Exercise details:
Rescale the items starting at the line containing "Pick out the grassy" and ending at the last item, and give only those lines again, requests included. Multiply every pin coordinate by 1.6 and round to whole numbers, with halves rounded up.
-- Start of Dataset --
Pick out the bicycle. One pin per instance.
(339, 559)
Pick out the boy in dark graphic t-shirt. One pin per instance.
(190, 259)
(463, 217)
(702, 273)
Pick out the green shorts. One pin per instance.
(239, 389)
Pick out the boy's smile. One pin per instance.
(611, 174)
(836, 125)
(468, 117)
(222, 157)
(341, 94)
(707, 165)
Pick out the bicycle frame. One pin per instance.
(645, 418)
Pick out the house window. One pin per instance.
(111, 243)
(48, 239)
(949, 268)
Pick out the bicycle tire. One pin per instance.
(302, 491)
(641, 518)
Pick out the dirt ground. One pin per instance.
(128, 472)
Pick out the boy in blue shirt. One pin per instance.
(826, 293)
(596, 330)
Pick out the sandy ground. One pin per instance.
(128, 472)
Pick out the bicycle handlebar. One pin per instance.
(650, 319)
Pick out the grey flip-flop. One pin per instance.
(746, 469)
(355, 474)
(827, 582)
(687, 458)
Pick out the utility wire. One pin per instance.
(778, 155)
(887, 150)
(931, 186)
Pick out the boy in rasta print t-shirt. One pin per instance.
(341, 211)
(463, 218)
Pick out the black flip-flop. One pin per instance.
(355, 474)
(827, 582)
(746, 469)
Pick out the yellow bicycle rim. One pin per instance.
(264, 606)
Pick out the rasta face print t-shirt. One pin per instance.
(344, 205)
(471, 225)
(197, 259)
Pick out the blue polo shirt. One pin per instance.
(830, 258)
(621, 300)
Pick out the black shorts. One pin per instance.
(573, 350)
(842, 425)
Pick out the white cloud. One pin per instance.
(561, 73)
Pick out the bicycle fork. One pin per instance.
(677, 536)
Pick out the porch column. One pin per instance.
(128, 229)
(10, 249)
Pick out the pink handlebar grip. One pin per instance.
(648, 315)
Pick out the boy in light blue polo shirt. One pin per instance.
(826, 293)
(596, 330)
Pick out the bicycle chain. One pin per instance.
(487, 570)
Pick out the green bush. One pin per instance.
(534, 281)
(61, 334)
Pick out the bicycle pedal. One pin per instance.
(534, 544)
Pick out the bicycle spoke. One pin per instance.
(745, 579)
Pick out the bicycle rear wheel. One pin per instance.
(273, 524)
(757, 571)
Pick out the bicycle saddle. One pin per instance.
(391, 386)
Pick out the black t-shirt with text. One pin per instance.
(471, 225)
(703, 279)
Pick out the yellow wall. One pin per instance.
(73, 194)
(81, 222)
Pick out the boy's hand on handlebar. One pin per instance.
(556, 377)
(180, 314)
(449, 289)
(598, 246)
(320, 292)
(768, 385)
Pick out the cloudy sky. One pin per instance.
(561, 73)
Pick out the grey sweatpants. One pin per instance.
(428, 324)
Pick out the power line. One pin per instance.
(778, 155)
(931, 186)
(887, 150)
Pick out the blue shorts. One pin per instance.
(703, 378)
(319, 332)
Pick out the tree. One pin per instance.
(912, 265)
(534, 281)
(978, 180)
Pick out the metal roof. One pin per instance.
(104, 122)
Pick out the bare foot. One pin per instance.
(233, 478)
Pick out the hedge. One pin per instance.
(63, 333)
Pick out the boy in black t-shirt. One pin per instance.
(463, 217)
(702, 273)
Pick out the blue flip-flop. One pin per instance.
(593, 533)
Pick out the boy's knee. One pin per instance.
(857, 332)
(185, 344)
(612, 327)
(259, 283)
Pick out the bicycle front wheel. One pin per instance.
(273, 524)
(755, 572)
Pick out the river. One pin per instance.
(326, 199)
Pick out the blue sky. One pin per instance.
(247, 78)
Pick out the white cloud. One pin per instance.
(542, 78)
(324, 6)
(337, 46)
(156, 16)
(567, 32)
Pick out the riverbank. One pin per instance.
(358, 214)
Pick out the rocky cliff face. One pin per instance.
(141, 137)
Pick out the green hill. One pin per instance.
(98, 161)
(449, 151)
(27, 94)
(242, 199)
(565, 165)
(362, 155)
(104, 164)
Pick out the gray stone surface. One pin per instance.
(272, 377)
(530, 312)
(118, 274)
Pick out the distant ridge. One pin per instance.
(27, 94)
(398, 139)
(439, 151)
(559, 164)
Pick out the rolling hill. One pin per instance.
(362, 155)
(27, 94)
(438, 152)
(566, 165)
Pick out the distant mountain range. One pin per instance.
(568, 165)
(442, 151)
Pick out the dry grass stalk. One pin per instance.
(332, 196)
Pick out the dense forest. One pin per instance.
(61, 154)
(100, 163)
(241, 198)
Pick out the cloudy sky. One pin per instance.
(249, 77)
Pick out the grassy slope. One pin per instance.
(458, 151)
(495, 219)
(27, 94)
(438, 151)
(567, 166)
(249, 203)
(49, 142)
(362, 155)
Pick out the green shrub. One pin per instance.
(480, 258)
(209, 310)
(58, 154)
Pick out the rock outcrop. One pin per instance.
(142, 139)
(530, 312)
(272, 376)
-- End of Dataset --
Result of the exercise:
Pick out the grassy slope. One pin per instance.
(733, 242)
(792, 350)
(43, 150)
(701, 242)
(907, 266)
(398, 325)
(78, 227)
(579, 248)
Pick out the green shrub. One pin per instance.
(768, 413)
(334, 496)
(93, 246)
Pick out the rock outcrop. One pin per instance.
(227, 222)
(848, 499)
(435, 602)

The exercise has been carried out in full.